## WHAT YOU ARE ASKED TO DO
Repeat all of the material exactly as given.

>>>

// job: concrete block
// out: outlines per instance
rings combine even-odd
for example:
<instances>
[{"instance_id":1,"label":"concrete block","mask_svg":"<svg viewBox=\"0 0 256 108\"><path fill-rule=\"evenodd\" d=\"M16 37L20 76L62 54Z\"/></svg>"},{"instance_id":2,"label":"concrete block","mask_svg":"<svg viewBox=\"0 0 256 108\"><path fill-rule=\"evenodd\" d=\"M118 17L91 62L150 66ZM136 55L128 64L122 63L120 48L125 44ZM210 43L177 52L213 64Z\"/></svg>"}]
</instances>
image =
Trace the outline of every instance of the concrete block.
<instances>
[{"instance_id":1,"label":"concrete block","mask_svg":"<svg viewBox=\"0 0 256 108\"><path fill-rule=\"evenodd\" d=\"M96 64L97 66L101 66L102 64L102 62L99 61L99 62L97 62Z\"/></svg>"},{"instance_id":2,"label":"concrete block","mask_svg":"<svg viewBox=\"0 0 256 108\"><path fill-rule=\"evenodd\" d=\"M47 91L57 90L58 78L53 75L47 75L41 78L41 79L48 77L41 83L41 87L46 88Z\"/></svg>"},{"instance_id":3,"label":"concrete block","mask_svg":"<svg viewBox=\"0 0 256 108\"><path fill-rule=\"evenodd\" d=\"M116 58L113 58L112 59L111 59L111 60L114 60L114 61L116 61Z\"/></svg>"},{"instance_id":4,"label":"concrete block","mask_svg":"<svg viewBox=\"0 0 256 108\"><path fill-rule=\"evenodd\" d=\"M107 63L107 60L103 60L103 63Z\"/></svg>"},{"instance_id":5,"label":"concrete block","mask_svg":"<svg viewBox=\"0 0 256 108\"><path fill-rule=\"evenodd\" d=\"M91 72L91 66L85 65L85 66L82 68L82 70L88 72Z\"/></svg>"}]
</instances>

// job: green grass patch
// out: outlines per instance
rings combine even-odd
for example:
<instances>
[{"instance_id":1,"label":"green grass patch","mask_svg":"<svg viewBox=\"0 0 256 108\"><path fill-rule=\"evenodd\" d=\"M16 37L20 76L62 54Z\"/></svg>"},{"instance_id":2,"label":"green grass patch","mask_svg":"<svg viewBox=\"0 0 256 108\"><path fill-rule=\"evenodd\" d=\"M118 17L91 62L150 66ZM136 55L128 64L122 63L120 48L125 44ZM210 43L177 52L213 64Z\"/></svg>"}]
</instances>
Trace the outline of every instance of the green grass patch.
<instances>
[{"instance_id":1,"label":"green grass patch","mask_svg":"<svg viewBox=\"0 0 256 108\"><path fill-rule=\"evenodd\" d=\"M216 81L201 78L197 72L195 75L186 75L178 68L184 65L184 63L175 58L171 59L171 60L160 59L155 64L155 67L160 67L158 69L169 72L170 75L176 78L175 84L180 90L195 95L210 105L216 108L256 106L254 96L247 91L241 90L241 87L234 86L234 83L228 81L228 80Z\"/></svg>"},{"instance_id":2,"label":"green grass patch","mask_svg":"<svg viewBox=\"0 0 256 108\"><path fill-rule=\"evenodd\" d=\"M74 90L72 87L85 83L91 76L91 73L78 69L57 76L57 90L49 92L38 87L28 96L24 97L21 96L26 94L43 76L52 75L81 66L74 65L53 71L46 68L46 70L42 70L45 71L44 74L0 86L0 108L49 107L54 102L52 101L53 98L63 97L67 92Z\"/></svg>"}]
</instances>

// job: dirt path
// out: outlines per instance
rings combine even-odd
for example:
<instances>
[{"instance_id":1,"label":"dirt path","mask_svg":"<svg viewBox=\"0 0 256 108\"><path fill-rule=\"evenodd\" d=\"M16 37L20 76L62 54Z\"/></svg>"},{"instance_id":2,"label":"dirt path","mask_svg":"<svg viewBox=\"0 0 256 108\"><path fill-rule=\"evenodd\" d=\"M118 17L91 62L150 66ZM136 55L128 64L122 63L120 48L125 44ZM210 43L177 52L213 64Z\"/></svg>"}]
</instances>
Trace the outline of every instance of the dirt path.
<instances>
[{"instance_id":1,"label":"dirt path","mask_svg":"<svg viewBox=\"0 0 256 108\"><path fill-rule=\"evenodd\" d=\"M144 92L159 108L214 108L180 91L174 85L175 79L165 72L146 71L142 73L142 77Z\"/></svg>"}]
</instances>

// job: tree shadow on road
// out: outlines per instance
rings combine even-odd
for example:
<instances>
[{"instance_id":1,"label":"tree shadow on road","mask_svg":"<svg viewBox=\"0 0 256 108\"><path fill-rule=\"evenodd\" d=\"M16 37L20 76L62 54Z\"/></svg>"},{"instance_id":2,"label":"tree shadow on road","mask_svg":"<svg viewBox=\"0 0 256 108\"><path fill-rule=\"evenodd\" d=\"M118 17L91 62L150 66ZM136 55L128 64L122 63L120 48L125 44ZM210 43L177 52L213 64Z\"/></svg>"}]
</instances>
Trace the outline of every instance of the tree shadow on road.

<<<

## COMPLETED EXERCISE
// job: concrete block
// out: outlines per instance
rings combine even-odd
for example:
<instances>
[{"instance_id":1,"label":"concrete block","mask_svg":"<svg viewBox=\"0 0 256 108\"><path fill-rule=\"evenodd\" d=\"M16 37L20 76L62 54Z\"/></svg>"},{"instance_id":2,"label":"concrete block","mask_svg":"<svg viewBox=\"0 0 256 108\"><path fill-rule=\"evenodd\" d=\"M118 17L91 62L150 66ZM136 55L128 64L122 63L120 48L125 44ZM210 43L177 52L213 64Z\"/></svg>"}]
</instances>
image =
Trace the outline of every instance of the concrete block.
<instances>
[{"instance_id":1,"label":"concrete block","mask_svg":"<svg viewBox=\"0 0 256 108\"><path fill-rule=\"evenodd\" d=\"M96 64L97 66L101 66L102 64L102 62L99 61L99 62L97 62Z\"/></svg>"},{"instance_id":2,"label":"concrete block","mask_svg":"<svg viewBox=\"0 0 256 108\"><path fill-rule=\"evenodd\" d=\"M47 91L57 90L58 78L53 75L47 75L41 78L41 79L48 77L41 83L41 87L46 88Z\"/></svg>"},{"instance_id":3,"label":"concrete block","mask_svg":"<svg viewBox=\"0 0 256 108\"><path fill-rule=\"evenodd\" d=\"M116 58L113 58L112 59L111 59L111 60L114 60L114 61L116 61Z\"/></svg>"},{"instance_id":4,"label":"concrete block","mask_svg":"<svg viewBox=\"0 0 256 108\"><path fill-rule=\"evenodd\" d=\"M107 63L107 60L103 60L103 63Z\"/></svg>"},{"instance_id":5,"label":"concrete block","mask_svg":"<svg viewBox=\"0 0 256 108\"><path fill-rule=\"evenodd\" d=\"M91 72L91 66L85 65L85 66L82 68L82 70L88 72Z\"/></svg>"}]
</instances>

// job: green grass patch
// out: outlines per instance
rings combine even-odd
for example:
<instances>
[{"instance_id":1,"label":"green grass patch","mask_svg":"<svg viewBox=\"0 0 256 108\"><path fill-rule=\"evenodd\" d=\"M16 37L20 76L62 54Z\"/></svg>"},{"instance_id":2,"label":"green grass patch","mask_svg":"<svg viewBox=\"0 0 256 108\"><path fill-rule=\"evenodd\" d=\"M118 17L91 62L150 66ZM136 55L128 64L122 63L120 48L125 44ZM210 43L177 52L213 64Z\"/></svg>"}]
</instances>
Trace the outline of every instance of the green grass patch.
<instances>
[{"instance_id":1,"label":"green grass patch","mask_svg":"<svg viewBox=\"0 0 256 108\"><path fill-rule=\"evenodd\" d=\"M216 81L201 78L197 72L195 75L186 75L178 68L184 65L184 63L175 58L171 59L171 60L160 59L155 64L155 67L160 67L158 69L169 72L170 75L176 78L175 84L180 90L195 95L210 105L216 108L256 106L254 96L247 91L241 90L241 87L234 86L234 83L228 81L228 80Z\"/></svg>"},{"instance_id":2,"label":"green grass patch","mask_svg":"<svg viewBox=\"0 0 256 108\"><path fill-rule=\"evenodd\" d=\"M74 90L72 87L85 83L91 76L91 73L78 69L57 76L57 90L49 92L38 87L28 96L24 97L21 96L26 94L43 76L52 75L81 66L74 65L53 71L46 68L46 70L42 70L45 71L44 74L0 86L0 108L49 107L54 102L52 101L53 98L63 97L67 92Z\"/></svg>"}]
</instances>

// job: dirt path
// out: outlines per instance
rings combine even-odd
for example:
<instances>
[{"instance_id":1,"label":"dirt path","mask_svg":"<svg viewBox=\"0 0 256 108\"><path fill-rule=\"evenodd\" d=\"M16 37L20 76L62 54Z\"/></svg>"},{"instance_id":2,"label":"dirt path","mask_svg":"<svg viewBox=\"0 0 256 108\"><path fill-rule=\"evenodd\" d=\"M118 17L91 62L150 66ZM136 55L128 64L122 63L120 48L125 44ZM210 43L177 52L213 64Z\"/></svg>"}]
</instances>
Trace the outline of every instance of the dirt path.
<instances>
[{"instance_id":1,"label":"dirt path","mask_svg":"<svg viewBox=\"0 0 256 108\"><path fill-rule=\"evenodd\" d=\"M144 92L159 108L214 108L180 91L174 85L175 79L165 72L146 71L142 73L142 77Z\"/></svg>"}]
</instances>

// job: tree shadow on road
// out: outlines per instance
rings combine even-odd
for example:
<instances>
[{"instance_id":1,"label":"tree shadow on road","mask_svg":"<svg viewBox=\"0 0 256 108\"><path fill-rule=\"evenodd\" d=\"M16 37L20 76L62 54Z\"/></svg>"},{"instance_id":2,"label":"tree shadow on road","mask_svg":"<svg viewBox=\"0 0 256 108\"><path fill-rule=\"evenodd\" d=\"M118 17L91 62L150 66ZM136 55L128 64L122 63L120 48L125 44ZM210 43L177 52L213 64Z\"/></svg>"}]
</instances>
Trace the outline of every instance of the tree shadow on road.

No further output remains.